GIVEN INFORMATION:
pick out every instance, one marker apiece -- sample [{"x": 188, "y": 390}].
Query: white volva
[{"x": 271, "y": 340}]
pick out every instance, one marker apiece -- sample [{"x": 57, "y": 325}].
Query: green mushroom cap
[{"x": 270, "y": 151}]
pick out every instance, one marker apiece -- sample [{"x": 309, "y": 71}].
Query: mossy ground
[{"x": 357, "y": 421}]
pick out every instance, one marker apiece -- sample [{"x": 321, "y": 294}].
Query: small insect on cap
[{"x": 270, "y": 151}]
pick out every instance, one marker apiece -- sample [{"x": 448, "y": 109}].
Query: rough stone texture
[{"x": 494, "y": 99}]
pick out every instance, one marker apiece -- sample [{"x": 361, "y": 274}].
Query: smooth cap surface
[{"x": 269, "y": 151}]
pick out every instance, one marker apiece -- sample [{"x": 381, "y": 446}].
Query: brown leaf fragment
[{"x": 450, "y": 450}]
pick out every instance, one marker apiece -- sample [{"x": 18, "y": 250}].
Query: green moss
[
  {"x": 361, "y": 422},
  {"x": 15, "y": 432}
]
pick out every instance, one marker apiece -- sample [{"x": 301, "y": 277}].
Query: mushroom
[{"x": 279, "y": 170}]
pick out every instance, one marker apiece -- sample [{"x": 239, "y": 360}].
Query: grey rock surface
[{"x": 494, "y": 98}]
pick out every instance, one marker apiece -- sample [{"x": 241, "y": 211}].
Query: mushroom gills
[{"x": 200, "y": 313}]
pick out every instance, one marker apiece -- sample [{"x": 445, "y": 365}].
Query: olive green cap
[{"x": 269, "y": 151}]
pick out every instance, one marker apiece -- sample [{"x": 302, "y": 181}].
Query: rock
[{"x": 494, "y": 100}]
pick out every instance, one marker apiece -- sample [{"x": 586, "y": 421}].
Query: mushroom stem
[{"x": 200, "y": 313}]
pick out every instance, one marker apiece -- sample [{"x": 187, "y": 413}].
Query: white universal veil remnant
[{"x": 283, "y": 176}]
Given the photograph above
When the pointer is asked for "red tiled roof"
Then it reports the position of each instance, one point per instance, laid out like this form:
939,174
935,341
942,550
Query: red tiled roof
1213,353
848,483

WHAT TO DO: Would you set the entries down again, exactly as they were written?

REPLY:
pick out every instance, one marker apiece -- sample [{"x": 188, "y": 390}].
Query: white volva
[{"x": 271, "y": 340}]
pick out every instance, one marker apiece -- sample [{"x": 57, "y": 325}].
Query: green mushroom cap
[{"x": 270, "y": 151}]
pick out every instance, one marker apiece -- sample [{"x": 309, "y": 71}].
Query: mossy ground
[{"x": 357, "y": 421}]
pick out every instance, one marker apiece -- sample [{"x": 321, "y": 294}].
Query: small insect on cap
[{"x": 270, "y": 151}]
pick out every instance, one marker apiece -- sample [{"x": 448, "y": 109}].
Query: rough stone texture
[{"x": 494, "y": 99}]
pick out every instance, one marker apiece -- sample [{"x": 361, "y": 274}].
Query: smooth cap surface
[{"x": 269, "y": 151}]
pick out every instance, one marker apiece -- sample [{"x": 381, "y": 446}].
Query: brown leaf fragment
[{"x": 450, "y": 450}]
pick out every instance, one marker apiece -- sample [{"x": 18, "y": 250}].
Query: green moss
[
  {"x": 361, "y": 422},
  {"x": 15, "y": 432}
]
pick out every instance, one marker apiece -- sample [{"x": 301, "y": 277}].
Query: mushroom
[{"x": 279, "y": 170}]
pick out every instance, one marker apiece -- sample [{"x": 239, "y": 360}].
Query: grey rock surface
[{"x": 494, "y": 98}]
pick out every instance, one marker apiece -- sample [{"x": 241, "y": 211}].
Query: mushroom gills
[{"x": 200, "y": 313}]
pick out every instance, one marker apiece -- sample [{"x": 445, "y": 365}].
Query: olive green cap
[{"x": 269, "y": 151}]
pick out every instance, one marker apiece -- sample [{"x": 302, "y": 181}].
Query: rock
[{"x": 494, "y": 100}]
pick out every instance, one marker apiece -- sample [{"x": 586, "y": 421}].
Query: mushroom stem
[{"x": 200, "y": 313}]
pick out every instance, one marker apiece -- sample [{"x": 187, "y": 413}].
Query: white universal veil remnant
[{"x": 283, "y": 176}]
Given the photograph above
When the pointer is asked for "red tiled roof"
Then it reports the position of each instance, one point per instance, laid out like this form:
939,174
935,341
942,550
Query: red tiled roof
1213,353
848,483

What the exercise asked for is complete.